TASK PROMPT:
Quote the full listing word for word.

RAW DATA:
= Beginning of Section =
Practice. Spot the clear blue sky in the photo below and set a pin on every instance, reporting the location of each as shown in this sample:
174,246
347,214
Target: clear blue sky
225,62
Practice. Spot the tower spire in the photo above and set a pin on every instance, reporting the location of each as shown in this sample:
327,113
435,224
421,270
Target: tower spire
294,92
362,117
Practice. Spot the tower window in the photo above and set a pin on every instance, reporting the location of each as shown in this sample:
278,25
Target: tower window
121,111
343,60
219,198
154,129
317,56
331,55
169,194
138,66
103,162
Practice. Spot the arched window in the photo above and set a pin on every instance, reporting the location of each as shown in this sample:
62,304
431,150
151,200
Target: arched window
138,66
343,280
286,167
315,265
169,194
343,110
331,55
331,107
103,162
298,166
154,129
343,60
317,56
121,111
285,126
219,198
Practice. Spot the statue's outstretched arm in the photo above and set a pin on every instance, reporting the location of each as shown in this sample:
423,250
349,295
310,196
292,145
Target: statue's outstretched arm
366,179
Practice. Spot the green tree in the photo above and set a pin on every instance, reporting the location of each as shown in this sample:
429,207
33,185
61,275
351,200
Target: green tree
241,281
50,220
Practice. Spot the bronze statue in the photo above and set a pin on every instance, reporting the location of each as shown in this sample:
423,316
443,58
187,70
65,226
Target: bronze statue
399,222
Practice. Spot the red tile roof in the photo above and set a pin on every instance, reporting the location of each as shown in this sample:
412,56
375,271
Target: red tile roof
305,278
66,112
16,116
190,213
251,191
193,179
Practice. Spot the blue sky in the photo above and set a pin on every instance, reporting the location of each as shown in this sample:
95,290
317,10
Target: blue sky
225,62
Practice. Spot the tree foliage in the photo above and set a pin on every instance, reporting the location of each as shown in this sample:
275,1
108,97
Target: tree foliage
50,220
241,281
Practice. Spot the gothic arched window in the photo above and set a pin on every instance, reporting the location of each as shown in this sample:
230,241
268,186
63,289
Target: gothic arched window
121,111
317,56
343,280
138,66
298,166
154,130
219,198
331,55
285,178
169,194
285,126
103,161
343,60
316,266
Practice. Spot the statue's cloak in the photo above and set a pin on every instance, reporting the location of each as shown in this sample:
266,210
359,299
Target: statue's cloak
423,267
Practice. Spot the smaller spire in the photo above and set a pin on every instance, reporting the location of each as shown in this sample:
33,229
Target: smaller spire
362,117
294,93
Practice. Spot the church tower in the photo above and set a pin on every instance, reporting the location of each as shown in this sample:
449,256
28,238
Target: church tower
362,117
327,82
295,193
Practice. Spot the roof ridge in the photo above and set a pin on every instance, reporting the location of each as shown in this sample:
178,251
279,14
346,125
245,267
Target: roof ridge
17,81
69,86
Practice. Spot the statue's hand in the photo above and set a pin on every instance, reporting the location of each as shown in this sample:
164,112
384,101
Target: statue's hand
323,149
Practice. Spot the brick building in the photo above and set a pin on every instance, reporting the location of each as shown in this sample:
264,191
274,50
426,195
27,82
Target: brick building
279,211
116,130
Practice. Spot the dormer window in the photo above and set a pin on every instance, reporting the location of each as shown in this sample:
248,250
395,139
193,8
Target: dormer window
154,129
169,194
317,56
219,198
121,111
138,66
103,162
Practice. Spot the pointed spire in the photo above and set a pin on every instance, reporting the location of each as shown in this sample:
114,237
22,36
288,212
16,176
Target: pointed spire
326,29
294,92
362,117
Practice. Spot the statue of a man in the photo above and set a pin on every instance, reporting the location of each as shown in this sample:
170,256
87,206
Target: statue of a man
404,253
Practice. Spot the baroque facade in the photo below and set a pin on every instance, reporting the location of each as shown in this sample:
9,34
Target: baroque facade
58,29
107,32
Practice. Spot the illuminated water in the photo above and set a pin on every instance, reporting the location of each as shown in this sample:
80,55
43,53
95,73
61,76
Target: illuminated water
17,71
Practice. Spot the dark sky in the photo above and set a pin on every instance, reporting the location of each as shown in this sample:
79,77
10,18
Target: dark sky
= End of Section =
ANSWER TO THIS EXERCISE:
Practice. Spot the clear blue sky in the photo below and set a pin on every instance, reporting the location of each as shown in this sample:
174,246
347,214
Target: clear blue sky
225,62
Practice. Spot the tower spire in the photo above and set a pin on every instance, reporting the location of each as shown in this sample:
327,113
435,224
421,270
Target: tower spire
294,92
362,117
Practice. Spot the tower window in the photo above and set a pin on every instance, reporting the location of each as shown in this sample:
278,25
Target: tower window
121,111
343,60
219,198
154,129
317,56
331,55
169,194
138,66
103,162
Practice. Spot the arched window in the photo above and set a pin on every instance, reporting the location of each as shown in this sample:
62,304
431,150
151,200
Target: arched window
138,66
343,280
286,167
315,265
169,194
343,110
331,55
331,107
103,162
298,166
154,129
343,60
317,56
121,111
285,126
219,198
Practice. Spot the statue's outstretched arm in the photo above and set a pin on every instance, reporting the location of each as shown in this sample:
423,250
349,295
310,196
292,145
Target: statue's outstretched arm
366,179
Practice. Spot the green tree in the photo above and set a pin on every instance, reporting the location of each as shown in this sample:
429,207
33,185
61,275
351,200
Target: green tree
241,281
50,220
Practice. Spot the bronze statue in the photo above and set a pin on every instance, reporting the location of each as shown in this sample:
423,316
443,58
187,70
65,226
Target: bronze statue
399,222
Practice. Spot the red tile roof in the photo above and set a pin on every instance, reporting the location of each as shown in this sample:
412,56
375,271
Target: red tile roof
305,278
66,112
16,116
190,213
251,191
193,179
Practice. Spot the blue sky in the photo above and set a pin on every instance, reporting the location of each as shown in this sample:
95,290
317,10
Target: blue sky
225,62
Practice. Spot the tree foliage in the photo above and set a pin on every instance, reporting the location of each as shown in this sample:
275,1
108,97
Target: tree foliage
50,220
241,281
Practice. Spot the gothic arched window in the photo above and set a pin on every instance, reporting the location of each as shown in this sample:
230,241
268,186
63,289
Target: gothic arched window
121,111
317,56
343,280
138,66
298,166
154,130
219,198
331,55
285,178
169,194
285,126
103,161
343,60
316,266
Practice. Spot the statue's cloak in the photo above and set a pin on every instance, reporting the location of each as shown in this sample:
266,210
359,299
Target: statue's cloak
423,267
Practice. Spot the smaller spire in the photo above and set a pin on every instance, reporting the location of each as shown in this sample:
33,229
Target: smaller spire
362,117
294,93
Practice. Spot the church tower in the photo above and set a pin on every instance, reporting the location of each as shown in this sample:
449,256
28,238
Target: church tower
362,117
327,82
295,193
Practice. Spot the roof ridge in the photo above and set a pin on every instance, reporting the location of each as shown in this sample:
178,251
279,14
346,125
245,267
Target: roof ridge
17,81
69,86
Practice. Spot the statue's hand in the photo above and set a pin on every instance, reporting the location of each as shown in this sample:
164,112
384,101
Target: statue's hand
323,149
Practice. Spot the brick building in the photo above and set a pin on every instance, reporting the location of each as shown in this sample:
264,191
274,50
426,195
27,82
Target: brick building
279,211
116,130
Practice. Spot the dormer window in the photo above and set a pin on every instance, reporting the location of each as shown in this sample:
248,250
395,139
193,8
Target: dormer window
154,129
169,194
317,56
219,198
121,111
138,66
103,162
Practice. Spot the pointed spire in the photo above and set a pin on every instance, reporting the location of each as shown in this sample:
114,237
22,36
288,212
16,176
Target: pointed spire
326,29
294,92
362,117
Practice. Spot the statue of a man in the photo above and set a pin on every instance, reporting the location of each as shown in this sample:
170,256
87,206
Target: statue of a man
404,253
Practice. Spot the baroque facade in the photo below and set a pin on every instance, reporting the location of each as shown in this sample:
9,34
Target: baroque facade
58,29
107,32
Practice. Spot the illuminated water in the photo above and set a pin on every instance, reporting the location of each as shown in this sample:
80,55
43,53
95,73
61,76
Target: illuminated water
17,71
Practice. Spot the dark sky in the photo above and set a pin on every instance, reporting the location of each as shown in this sample:
79,77
10,18
Target: dark sky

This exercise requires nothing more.